* What to work on:
• A. List every environment variable the implementation plan names as a source for an authentication token.
• B. Pick up the implementation plan after its last heading and write the section that follows.

* Extracted text:

________________________

4. Authentication Priority

  1. --token CLI argument
  2. Service-specific env var (GITHUB_TOKEN, GITLAB_TOKEN, CODEBERG_TOKEN)
  3. Generic fallback (GITEA_TOKEN for Gitea-based)
  4. Unauthenticated (lowest rate limits)

Implementation Steps

  1. Create remotes package (src/vcspull/_internal/remotes/)

    • base.py - Protocol, dataclasses, base HTTP handling with urllib
    • github.py - GitHub API implementation
    • gitlab.py - GitLab API implementation
    • gitea.py - Gitea/Forgejo/Codeberg implementation
  2. Create CLI command (src/vcspull/cli/import_repos.py)

    • Argument parser following discover.py patterns
    • Require --workspace argument (no default guessing)
    • Output formatting using existing _output.py utilities
    • Config writing reusing discover.py patterns
  3. Register command in src/vcspull/cli/__init__.py

    • Add import subparser pointing to import_repos module
  4. Add comprehensive tests (see Testing Strategy below)

Testing Strategy (Target: 90%+ Coverage)

________________________

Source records
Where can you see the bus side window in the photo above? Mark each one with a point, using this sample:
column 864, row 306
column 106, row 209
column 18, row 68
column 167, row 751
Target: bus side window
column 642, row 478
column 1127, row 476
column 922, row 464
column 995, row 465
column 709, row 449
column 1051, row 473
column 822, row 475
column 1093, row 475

________________________

* Replies:
• A. GITHUB_TOKEN, GITLAB_TOKEN, CODEBERG_TOKEN, GITEA_TOKEN

• B.
Test File Structure

tests/
  _internal/
    remotes/
      conftest.py           # Shared fixtures, mock response factories
      test_base.py          # Base Importr tests
      test_github.py        # GitHub-specific tests
      test_gitlab.py        # GitLab-specific tests
      test_gitea.py         # Gitea/Codeberg tests
  cli/
    test_import_repos.py    # CLI integration tests

Unit Tests for Importrs (Mocked HTTP)

All tests use functional style (no classes) with NamedTuple + test_id pattern.

tests/_internal/remotes/conftest.py - Shared Fixtures

@pytest.fixture
def mock_urlopen(monkeypatch: pytest.MonkeyPatch) -> t.Callable[..., None]:
    """Factory fixture to mock urllib.request.urlopen responses."""
    def _mock(responses: list[tuple[bytes, dict[str, str]]]) -> None:
        call_count = 0
        def urlopen_side_effect(request: urllib.request.Request, timeout: int = 30):
            nonlocal call_count
            body, headers = responses[call_count % len(responses)]
            call_count += 1
            return MockResponse(body, headers)
        monkeypatch.setattr("urllib.request.urlopen", urlopen_side_effect)
    return _mock

@pytest.fixture
def github_user_repos_response() -> bytes:
    """Standard GitHub user repos API response."""
    return json.dumps([...]).encode()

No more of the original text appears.